**The problem**
Turn everything in the listing from the line containing "Given this broadcast frame of a live match, identify every large" down to the line containing "[1057,156,1252,249]" into a numbered list, skipping blank lines and leaving out the pictures.

>> begin

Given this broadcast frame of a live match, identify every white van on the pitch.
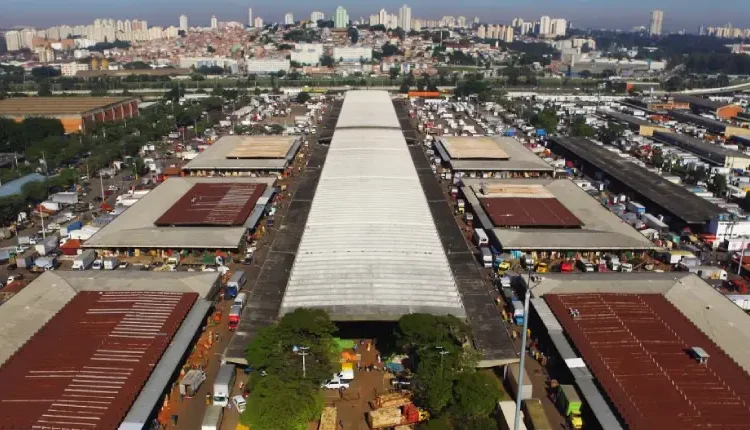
[474,228,490,247]
[232,293,247,308]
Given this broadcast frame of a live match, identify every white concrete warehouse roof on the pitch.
[281,91,465,320]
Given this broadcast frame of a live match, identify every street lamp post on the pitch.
[292,346,310,378]
[513,269,531,430]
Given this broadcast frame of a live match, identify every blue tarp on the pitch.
[0,173,45,197]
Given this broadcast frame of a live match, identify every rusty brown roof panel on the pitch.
[480,197,583,227]
[544,294,750,430]
[0,291,198,429]
[154,183,266,226]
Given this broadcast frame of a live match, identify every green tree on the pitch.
[240,374,325,430]
[388,67,401,81]
[531,108,558,133]
[453,372,502,418]
[36,81,52,97]
[597,121,625,145]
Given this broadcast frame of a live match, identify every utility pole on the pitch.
[292,346,310,378]
[513,268,532,430]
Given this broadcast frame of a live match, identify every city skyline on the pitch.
[0,0,750,33]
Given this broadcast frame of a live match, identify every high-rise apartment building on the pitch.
[539,15,552,37]
[333,6,349,28]
[648,9,664,36]
[378,9,388,27]
[398,5,411,33]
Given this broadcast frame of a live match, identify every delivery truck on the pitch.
[505,363,533,400]
[104,257,120,270]
[226,270,247,299]
[201,405,224,430]
[72,249,96,270]
[180,369,206,398]
[229,305,242,331]
[213,364,235,406]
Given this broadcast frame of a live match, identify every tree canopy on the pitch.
[241,308,336,430]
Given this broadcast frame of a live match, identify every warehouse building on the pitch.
[517,272,750,430]
[674,94,744,119]
[669,111,750,138]
[461,179,654,258]
[0,97,138,133]
[0,271,221,429]
[281,91,466,321]
[435,136,555,178]
[600,110,668,137]
[182,136,303,176]
[83,177,276,257]
[549,138,725,232]
[653,131,750,170]
[225,91,518,367]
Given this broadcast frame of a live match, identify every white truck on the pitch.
[213,364,235,407]
[201,404,224,430]
[104,257,120,270]
[73,249,96,270]
[180,369,206,398]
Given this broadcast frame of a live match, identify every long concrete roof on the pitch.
[281,91,465,320]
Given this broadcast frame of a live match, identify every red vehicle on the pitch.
[229,306,242,331]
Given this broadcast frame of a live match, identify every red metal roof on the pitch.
[544,294,750,430]
[481,197,583,227]
[0,291,198,429]
[155,183,266,226]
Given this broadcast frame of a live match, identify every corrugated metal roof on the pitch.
[281,91,464,319]
[480,197,583,227]
[154,183,266,226]
[544,293,750,429]
[0,291,198,429]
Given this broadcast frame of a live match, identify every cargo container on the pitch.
[505,364,533,400]
[34,256,57,270]
[213,363,235,406]
[60,221,83,236]
[201,404,224,430]
[34,236,60,256]
[16,249,39,269]
[641,213,669,233]
[497,400,526,430]
[625,200,646,215]
[229,305,242,331]
[180,369,206,398]
[556,385,583,429]
[479,246,492,268]
[523,399,552,430]
[72,249,96,270]
[510,300,524,325]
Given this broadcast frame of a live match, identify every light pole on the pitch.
[292,346,310,378]
[435,346,450,376]
[513,269,531,430]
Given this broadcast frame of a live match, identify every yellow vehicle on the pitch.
[497,261,510,275]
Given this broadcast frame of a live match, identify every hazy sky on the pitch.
[0,0,750,32]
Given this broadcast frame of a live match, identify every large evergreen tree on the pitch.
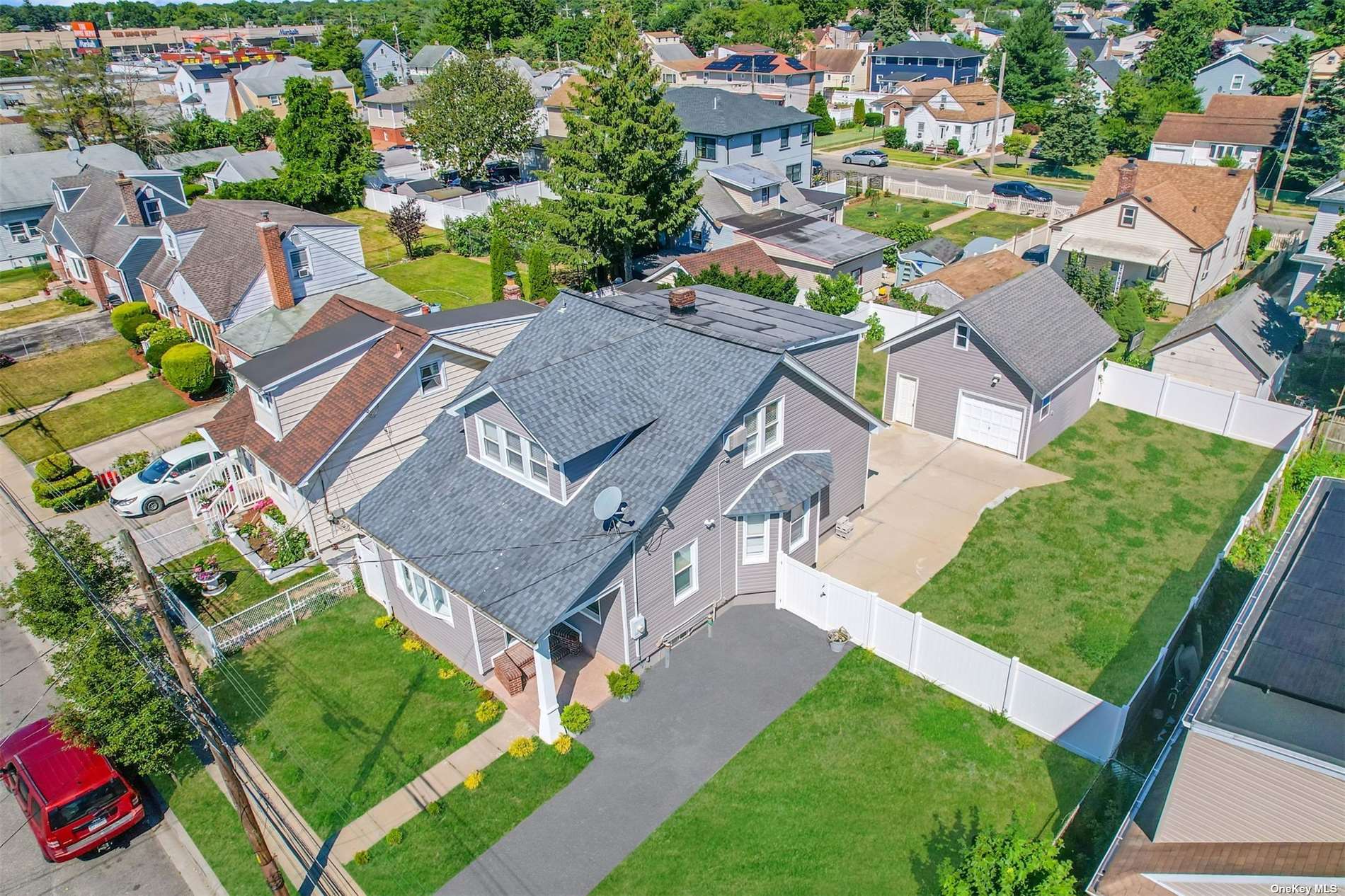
[544,7,699,280]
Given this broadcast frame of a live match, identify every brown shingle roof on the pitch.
[907,249,1033,299]
[1057,156,1252,249]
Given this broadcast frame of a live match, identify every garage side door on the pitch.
[954,393,1022,457]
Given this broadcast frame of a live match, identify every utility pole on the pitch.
[1269,59,1312,214]
[118,529,290,896]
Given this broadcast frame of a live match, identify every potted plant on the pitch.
[191,554,224,597]
[607,663,640,703]
[828,626,850,654]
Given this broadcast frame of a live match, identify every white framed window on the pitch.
[743,398,784,463]
[420,360,444,396]
[397,560,453,626]
[789,499,811,550]
[290,248,314,280]
[743,514,771,565]
[672,539,701,604]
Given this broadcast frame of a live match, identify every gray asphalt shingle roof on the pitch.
[1154,282,1306,378]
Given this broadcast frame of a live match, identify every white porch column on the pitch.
[532,635,561,744]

>> end

**Answer to this task**
1. Given this broadcast frame of a live match, identify every large evergreen tree on the pitch.
2. [544,7,699,280]
3. Given this broadcast frame of a live match, identify every brown shingle roof on the pitch.
4. [907,249,1033,299]
5. [1057,156,1252,249]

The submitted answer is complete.